_Exercices_.
• 1. Recopiez mot pour mot le passage de l'extrait sur l'humain et la machine compris entre « Dans Neuromancien, de » et « de l’esprit humain. », ces deux bornes incluses.
• 2. Résumez en deux phrases l'extrait sur l'humain et la machine.

_Extrait du texte_.
<<<<
Dans son essai À l’image de l’homme : du Golem aux créatures virtuelles, Philippe Breton explique et commente le discours des trois grands scientifiques qui ont participé à la conceptualisation de l’éventuel ordinateur. Il s’agit principalement de Norbert Wiener, d’Alain Turing et de John Von Neumann. Au sujet de deux d’entre eux, Breton soutient : « La question que posent Alain Turing et John Von Neumann n’est pas de savoir ce que serait un cerveau artificiel, mais plutôt de savoir d’abord ce qu’est l’humain, à travers son cerveau et sa capacité à échanger de l’information. » (Breton, 1995, p. 104) Cette entreprise concernait ainsi davantage la définition de l’homme que la mise au point d’une machine pensante. Et, effectivement, le discours respectif des trois chercheurs inaugure une vision de l’humain où celui-ci est compris comme un « être informationnel, et dont les qualités essentielles sont désormais transférables à la machine. » (Ibid., p. 106) La dichotomie corps / esprit propre à la modernité devient cette trichotomie corps / esprit / machine que les théories postmodernes discutent abondamment.

Dans Neuromancien, de William Gibson, œuvre-culte de la science-fiction cyberpunk, les personnages et les machines entrent en symbiose de diverses manières, plus particulièrement à l’intérieur de cybermondes qui, comme le corps tel que représenté par la modernité, deviennent des supports de l’esprit. Plus encore, ces mondes simulés développent une autonomie qui permet une correspondance entre leurs structures et celles de l’esprit humain.
>>>>
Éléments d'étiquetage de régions
<<<<
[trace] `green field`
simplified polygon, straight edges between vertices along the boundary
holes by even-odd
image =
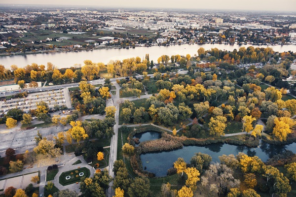
[[[54,177],[59,172],[59,169],[53,169],[51,170],[46,170],[46,181],[54,179]]]
[[[243,128],[243,124],[241,122],[231,121],[227,123],[225,129],[225,134],[235,133],[241,132]]]
[[[151,94],[153,93],[157,93],[157,88],[155,86],[156,81],[150,81],[147,84],[147,88],[148,90],[148,94]]]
>>>>
_Corrigés_.
• 1.
Dans Neuromancien, de William Gibson, œuvre-culte de la science-fiction cyberpunk, les personnages et les machines entrent en symbiose de diverses manières, plus particulièrement à l’intérieur de cybermondes qui, comme le corps tel que représenté par la modernité, deviennent des supports de l’esprit. Plus encore, ces mondes simulés développent une autonomie qui permet une correspondance entre leurs structures et celles de l’esprit humain.

• 2. Selon Philippe Breton, les trois scientifiques qui ont conceptualisé l'ordinateur cherchaient surtout à définir l'humain, vu comme un être informationnel dont les qualités essentielles sont transférables à la machine, si bien que la dichotomie corps / esprit devient une trichotomie corps / esprit / machine. Dans Neuromancien de William Gibson, personnages et machines entrent en symbiose dans des cybermondes qui deviennent des supports de l'esprit et dont l'autonomie fait correspondre leurs structures à celles de l'esprit humain.